• Written instruction:
Each record needs to be echoed exactly; can you do that?

━━━━━ Listed entries

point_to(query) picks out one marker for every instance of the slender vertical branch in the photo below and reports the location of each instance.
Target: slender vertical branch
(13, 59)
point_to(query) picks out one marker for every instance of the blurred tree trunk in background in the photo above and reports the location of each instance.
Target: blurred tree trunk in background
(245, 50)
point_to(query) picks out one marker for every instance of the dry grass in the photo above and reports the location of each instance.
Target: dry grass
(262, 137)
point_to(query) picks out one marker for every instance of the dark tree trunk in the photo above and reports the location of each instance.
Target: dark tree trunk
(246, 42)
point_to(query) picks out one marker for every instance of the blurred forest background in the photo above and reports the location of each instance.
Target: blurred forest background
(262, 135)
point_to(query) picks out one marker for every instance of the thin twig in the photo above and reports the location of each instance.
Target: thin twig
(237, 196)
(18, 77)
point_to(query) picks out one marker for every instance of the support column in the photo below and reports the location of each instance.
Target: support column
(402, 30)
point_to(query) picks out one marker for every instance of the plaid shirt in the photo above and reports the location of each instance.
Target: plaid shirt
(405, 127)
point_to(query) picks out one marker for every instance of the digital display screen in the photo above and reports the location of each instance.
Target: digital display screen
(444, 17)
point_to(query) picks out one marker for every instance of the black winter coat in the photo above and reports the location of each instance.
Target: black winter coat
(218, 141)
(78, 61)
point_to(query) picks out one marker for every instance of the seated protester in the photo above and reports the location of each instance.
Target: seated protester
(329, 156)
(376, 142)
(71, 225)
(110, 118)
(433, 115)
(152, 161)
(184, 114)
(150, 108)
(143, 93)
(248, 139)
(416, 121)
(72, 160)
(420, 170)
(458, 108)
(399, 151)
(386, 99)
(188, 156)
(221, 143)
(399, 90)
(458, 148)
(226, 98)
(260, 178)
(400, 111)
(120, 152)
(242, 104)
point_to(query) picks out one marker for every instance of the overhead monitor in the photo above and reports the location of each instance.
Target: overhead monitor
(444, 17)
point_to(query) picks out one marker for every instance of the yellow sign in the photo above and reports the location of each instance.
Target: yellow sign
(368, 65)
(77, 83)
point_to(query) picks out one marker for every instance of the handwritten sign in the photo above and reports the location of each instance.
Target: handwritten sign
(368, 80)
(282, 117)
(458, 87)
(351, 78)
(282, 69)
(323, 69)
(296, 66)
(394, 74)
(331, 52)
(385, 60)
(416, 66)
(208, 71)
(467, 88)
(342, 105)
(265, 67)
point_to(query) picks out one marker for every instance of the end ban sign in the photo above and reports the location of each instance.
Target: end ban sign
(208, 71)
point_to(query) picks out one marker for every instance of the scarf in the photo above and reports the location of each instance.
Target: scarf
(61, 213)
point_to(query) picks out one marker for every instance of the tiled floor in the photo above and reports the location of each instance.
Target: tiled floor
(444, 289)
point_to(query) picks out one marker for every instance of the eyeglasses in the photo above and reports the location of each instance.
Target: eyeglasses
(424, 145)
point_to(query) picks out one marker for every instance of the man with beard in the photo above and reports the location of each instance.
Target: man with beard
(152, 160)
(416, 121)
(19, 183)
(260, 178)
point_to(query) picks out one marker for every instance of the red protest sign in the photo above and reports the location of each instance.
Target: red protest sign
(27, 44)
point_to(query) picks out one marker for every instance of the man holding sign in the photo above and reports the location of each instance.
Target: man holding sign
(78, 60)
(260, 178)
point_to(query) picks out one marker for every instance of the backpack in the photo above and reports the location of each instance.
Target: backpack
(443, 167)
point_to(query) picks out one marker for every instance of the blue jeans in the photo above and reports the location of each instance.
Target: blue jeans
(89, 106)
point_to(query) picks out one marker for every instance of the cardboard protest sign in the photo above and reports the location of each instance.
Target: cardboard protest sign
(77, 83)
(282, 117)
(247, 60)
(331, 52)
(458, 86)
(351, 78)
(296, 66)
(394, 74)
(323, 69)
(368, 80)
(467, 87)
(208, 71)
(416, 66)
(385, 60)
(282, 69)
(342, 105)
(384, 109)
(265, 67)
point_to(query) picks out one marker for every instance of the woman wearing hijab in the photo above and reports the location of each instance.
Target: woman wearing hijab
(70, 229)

━━━━━━━━━━

• Correct result:
point_to(query) picks out one marker for every instance of the slender vertical branch in the photo below and reports the location of each instance.
Target: slender vertical branch
(13, 59)
point_to(query) picks out one marker for every instance of the blurred tree trunk in background in the photo above and reports the location of each instance.
Target: blurred tree trunk in background
(245, 50)
point_to(query) picks out one marker for every instance of the dry grass in the photo above and reports the location of each instance.
Target: dry grass
(262, 137)
point_to(query) picks out one marker for every instance of the dark tree trunk in the photo above and reports the location of each instance.
Target: dark tree trunk
(246, 42)
point_to(query) picks out one marker for every instance of the blurred forest background in the photo above and reports the location of each instance.
Target: blurred forest background
(262, 135)
point_to(query) picks out one marker for every instance of the thin twig in the photo above and reports the location of each instance.
Target: thin twig
(237, 196)
(18, 77)
point_to(query) picks out one marker for every instance of the support column in the photo below and reports the location of each instance.
Target: support column
(402, 30)
point_to(query) picks out one marker for every instance of the plaid shirt in the photo above and reports the location of each instance.
Target: plaid shirt
(405, 127)
point_to(query) picks out one marker for every instance of the digital display screen in the photo above and reports the location of each instance.
Target: digital display screen
(444, 17)
point_to(query) picks out one marker for every instance of the black winter coat in the photo above and reports the location of each instance.
Target: black winter coat
(218, 141)
(78, 61)
point_to(query) picks out one marker for every instance of the seated protester in the photo above and reports the location of each instance.
Target: seated protester
(329, 156)
(376, 142)
(71, 225)
(110, 118)
(433, 115)
(152, 161)
(184, 114)
(150, 108)
(143, 93)
(248, 139)
(416, 121)
(72, 160)
(420, 170)
(458, 108)
(399, 151)
(386, 99)
(188, 156)
(221, 143)
(399, 90)
(458, 148)
(226, 98)
(260, 178)
(400, 111)
(120, 152)
(242, 104)
point_to(query) picks out one marker for every instance of the overhead monitor in the photo above and reports the location of each instance.
Target: overhead monitor
(444, 17)
point_to(query) picks out one marker for every instance of the yellow sign in the photo above and reports the location of each instance.
Target: yellow sign
(368, 65)
(77, 83)
point_to(query) picks out one marker for every instance of the handwritten sign in the photo above and reports the location of each instance.
Target: handwritten sign
(368, 80)
(282, 117)
(458, 87)
(351, 78)
(282, 69)
(323, 69)
(296, 66)
(394, 74)
(331, 52)
(385, 60)
(416, 66)
(208, 71)
(467, 88)
(342, 105)
(265, 67)
point_to(query) picks out one marker for every instance of the end ban sign in the photo above and reports the location of each instance.
Target: end ban sign
(208, 71)
point_to(query) picks out one marker for every instance of the scarf in the photo above and reports the location of each instance.
Target: scarf
(61, 213)
point_to(query) picks out one marker for every instance of the tiled floor in the photo above and reports the location of each instance.
Target: tiled floor
(444, 289)
point_to(query) picks out one marker for every instance of the eyeglasses in the photo above and reports the location of each instance.
Target: eyeglasses
(424, 145)
point_to(query) picks out one marker for every instance of the man with beard in the photo above and reports the location of each instance.
Target: man with beard
(152, 160)
(416, 121)
(19, 183)
(260, 178)
point_to(query) picks out one marker for every instance of the red protest sign in the photo above and reports the location of each instance.
Target: red protest sign
(27, 44)
point_to(query) picks out one marker for every instance of the man holding sign in the photo above and reports the location of each instance.
Target: man holding sign
(78, 60)
(260, 178)
point_to(query) picks out one marker for every instance of the backpack in the photo above and reports the location of each instance.
Target: backpack
(443, 167)
point_to(query) picks out one marker for every instance of the blue jeans in the photo above and reports the location of each instance.
Target: blue jeans
(89, 106)
point_to(query) picks out one marker for every instance of the cardboard protest sign in the photo above and reports the location of each instance.
Target: cardboard protest sign
(77, 83)
(282, 117)
(247, 60)
(331, 52)
(458, 86)
(351, 78)
(296, 66)
(394, 74)
(323, 69)
(368, 80)
(467, 87)
(208, 71)
(416, 66)
(385, 60)
(282, 69)
(342, 105)
(384, 109)
(265, 67)
point_to(query) picks out one marker for every instance of the woman wearing hijab in the photo above and reports the location of each instance.
Target: woman wearing hijab
(70, 229)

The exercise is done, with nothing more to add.